- _Task requirements_
From the line containing "of the bracelet" to the last line of the records, reproduce every line exactly and print nothing else.

━━━━━ Provided data ━━━━━

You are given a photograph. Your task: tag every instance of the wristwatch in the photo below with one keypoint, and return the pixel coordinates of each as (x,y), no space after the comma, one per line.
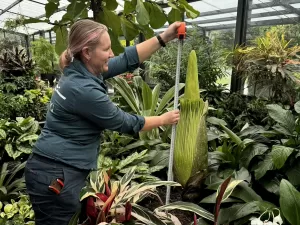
(162,43)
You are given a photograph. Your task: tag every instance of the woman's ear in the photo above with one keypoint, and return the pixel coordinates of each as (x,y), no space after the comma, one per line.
(86,53)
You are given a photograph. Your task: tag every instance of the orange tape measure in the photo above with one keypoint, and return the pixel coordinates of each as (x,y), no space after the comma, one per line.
(181,31)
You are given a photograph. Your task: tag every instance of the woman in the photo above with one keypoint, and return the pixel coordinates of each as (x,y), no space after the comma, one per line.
(79,111)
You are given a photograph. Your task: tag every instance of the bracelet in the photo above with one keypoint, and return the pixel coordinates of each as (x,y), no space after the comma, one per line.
(161,42)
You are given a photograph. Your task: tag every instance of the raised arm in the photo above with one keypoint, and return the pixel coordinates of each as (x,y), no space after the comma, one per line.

━━━━━

- _Your response_
You are given a photograph. Your task: tag every instance of the bracelet in the photo above with one keypoint, and return the pixel coordinates of each as (x,y), no space after the comma, one per line.
(161,42)
You are given a photograph. Your task: tag every instance of the raised arm in the photo above with one keypoint, and return the pixel coordinates of each as (x,y), no space after the comma, one per line.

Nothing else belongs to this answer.